TEXT SEGMENT ->
- Date: 12 November 1998
- Location: Fila Forum, Assago (Province of Milan), Italy
- Hosted by: Jenny McCarthy
- Most wins: Madonna, Spice Girls (2)
- Most nominations: All Saints, Beastie Boys, Eagle-Eye Cherry (4)

Television/radio coverage
- Network: MTV Networks International (Europe)

= 1998 MTV Europe Music Awards =

MTV Europe Music Awards, 1998, Italy

The 1998 MTV Europe Music Awards took place in Milan, Italy. The ceremony was hosted by former Playboy model, actress and comedian Jenny McCarthy.

On this year 6 new categories were introduced including the MTV Selects; UK and Ireland, Northern, Central and Southern.

JOB A -> In the awards summary, what does the "(2)" after "Madonna, Spice Girls" indicate?
The awards summary and the entries have nothing to do with each other.

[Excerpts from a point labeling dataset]
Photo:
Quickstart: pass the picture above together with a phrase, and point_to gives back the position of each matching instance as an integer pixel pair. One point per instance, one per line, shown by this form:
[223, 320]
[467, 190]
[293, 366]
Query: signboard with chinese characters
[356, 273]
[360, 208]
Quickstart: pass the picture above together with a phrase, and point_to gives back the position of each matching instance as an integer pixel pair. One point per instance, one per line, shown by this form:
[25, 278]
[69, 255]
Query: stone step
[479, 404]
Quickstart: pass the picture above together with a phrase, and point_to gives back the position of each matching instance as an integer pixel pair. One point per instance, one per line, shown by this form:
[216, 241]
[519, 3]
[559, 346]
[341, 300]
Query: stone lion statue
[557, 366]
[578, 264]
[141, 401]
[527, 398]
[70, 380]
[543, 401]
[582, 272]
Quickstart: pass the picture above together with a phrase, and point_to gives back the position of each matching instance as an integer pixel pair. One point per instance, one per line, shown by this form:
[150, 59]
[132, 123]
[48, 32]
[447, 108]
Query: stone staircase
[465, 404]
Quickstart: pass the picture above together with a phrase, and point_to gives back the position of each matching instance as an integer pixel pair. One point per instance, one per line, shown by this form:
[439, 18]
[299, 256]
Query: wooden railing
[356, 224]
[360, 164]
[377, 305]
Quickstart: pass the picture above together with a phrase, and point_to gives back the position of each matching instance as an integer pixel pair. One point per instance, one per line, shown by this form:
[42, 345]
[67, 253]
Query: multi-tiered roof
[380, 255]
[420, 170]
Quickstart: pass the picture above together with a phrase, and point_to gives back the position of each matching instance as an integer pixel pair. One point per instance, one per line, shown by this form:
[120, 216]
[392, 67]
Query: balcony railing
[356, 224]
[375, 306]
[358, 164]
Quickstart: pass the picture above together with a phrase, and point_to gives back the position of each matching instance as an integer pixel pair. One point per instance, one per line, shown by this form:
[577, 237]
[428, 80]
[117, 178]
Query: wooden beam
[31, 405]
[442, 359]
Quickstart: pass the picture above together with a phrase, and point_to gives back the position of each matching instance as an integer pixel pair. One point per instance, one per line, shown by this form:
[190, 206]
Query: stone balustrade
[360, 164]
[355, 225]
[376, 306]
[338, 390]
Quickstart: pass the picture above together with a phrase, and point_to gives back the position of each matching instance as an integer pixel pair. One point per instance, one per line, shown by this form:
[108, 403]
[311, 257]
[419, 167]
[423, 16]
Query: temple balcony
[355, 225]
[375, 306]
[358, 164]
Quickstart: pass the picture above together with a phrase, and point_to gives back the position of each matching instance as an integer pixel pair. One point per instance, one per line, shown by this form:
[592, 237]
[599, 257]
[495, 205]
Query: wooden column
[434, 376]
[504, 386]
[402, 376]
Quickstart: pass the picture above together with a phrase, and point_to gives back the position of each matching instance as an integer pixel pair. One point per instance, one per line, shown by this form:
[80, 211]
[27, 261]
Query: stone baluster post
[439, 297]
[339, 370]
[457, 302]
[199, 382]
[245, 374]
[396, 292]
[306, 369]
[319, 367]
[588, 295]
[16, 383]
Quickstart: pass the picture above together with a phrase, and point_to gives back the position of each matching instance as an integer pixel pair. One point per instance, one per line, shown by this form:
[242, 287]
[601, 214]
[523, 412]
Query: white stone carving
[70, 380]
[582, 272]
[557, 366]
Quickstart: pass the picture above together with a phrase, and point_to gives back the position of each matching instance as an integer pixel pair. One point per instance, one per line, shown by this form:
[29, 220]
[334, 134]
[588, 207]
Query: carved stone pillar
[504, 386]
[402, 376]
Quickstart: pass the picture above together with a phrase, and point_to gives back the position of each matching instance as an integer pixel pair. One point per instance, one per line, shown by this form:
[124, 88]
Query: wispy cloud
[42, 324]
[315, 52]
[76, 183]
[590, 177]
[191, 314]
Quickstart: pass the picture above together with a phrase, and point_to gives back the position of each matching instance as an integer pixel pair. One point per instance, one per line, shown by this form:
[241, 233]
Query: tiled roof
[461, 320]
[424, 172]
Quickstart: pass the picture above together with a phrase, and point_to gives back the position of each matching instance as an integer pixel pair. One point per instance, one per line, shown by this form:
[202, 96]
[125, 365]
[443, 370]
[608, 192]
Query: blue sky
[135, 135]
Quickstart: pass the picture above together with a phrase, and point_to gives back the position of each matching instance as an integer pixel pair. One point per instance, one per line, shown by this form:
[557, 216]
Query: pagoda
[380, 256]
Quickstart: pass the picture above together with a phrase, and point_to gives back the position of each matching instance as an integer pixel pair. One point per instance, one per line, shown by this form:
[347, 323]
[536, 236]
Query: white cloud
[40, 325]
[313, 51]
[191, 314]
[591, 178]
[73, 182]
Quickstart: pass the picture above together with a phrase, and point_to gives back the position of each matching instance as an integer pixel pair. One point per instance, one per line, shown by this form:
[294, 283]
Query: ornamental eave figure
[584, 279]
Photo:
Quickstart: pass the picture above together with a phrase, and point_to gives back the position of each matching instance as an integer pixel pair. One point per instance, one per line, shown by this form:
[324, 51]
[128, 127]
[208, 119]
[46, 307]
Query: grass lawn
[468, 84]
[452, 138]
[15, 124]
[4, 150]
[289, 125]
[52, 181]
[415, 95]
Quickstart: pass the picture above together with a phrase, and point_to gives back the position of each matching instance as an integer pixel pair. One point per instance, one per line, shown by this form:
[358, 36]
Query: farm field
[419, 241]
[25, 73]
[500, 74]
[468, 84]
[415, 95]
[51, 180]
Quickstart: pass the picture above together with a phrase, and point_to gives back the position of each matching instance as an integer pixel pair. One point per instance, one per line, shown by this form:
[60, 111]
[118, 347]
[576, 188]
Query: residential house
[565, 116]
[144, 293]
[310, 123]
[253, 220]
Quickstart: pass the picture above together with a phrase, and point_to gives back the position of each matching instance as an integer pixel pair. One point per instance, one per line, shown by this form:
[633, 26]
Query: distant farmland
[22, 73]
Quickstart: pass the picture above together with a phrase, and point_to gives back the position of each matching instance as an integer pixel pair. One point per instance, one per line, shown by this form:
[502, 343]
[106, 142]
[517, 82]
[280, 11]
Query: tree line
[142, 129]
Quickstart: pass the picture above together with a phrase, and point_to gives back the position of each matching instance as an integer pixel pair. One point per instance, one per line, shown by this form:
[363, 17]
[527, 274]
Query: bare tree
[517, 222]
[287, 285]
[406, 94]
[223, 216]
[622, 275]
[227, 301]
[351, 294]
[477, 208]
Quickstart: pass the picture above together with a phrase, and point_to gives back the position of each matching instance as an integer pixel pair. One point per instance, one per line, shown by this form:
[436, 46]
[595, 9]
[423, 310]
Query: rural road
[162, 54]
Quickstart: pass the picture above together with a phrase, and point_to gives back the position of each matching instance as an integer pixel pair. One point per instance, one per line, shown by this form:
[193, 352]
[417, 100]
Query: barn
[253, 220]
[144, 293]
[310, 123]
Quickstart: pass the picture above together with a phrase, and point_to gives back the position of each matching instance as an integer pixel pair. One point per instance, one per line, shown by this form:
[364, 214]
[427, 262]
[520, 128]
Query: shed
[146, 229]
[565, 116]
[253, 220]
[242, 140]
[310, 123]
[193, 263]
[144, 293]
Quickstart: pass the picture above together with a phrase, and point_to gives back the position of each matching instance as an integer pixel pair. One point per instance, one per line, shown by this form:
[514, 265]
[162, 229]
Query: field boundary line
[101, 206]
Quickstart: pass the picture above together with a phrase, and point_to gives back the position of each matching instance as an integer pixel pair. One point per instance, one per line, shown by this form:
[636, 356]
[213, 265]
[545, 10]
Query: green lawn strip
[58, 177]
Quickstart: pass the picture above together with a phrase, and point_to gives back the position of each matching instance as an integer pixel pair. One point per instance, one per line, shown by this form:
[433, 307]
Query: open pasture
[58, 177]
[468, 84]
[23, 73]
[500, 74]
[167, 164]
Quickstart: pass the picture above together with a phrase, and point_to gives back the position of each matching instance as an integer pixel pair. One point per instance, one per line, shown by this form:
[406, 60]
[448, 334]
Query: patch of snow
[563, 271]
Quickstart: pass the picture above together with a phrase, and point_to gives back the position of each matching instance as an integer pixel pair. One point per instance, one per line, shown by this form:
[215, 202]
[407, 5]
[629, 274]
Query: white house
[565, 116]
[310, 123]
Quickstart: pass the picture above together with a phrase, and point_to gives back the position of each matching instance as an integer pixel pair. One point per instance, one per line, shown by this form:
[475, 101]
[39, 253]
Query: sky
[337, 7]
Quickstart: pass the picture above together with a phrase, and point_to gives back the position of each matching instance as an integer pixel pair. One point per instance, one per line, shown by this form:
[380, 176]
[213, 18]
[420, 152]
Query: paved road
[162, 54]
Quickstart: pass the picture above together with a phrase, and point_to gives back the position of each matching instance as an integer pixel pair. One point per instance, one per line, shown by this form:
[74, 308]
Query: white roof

JOB B -> Extract every line of the entries that contains the word "wooden", treating uppercase and lowercase as different.

TASK RESULT A -> It is the number of wins, listed under "Most wins." Madonna and the Spice Girls each won two awards, the most of any act at the 1998 ceremony.

TASK RESULT B ->
Query: wooden railing
Query: wooden beam
Query: wooden column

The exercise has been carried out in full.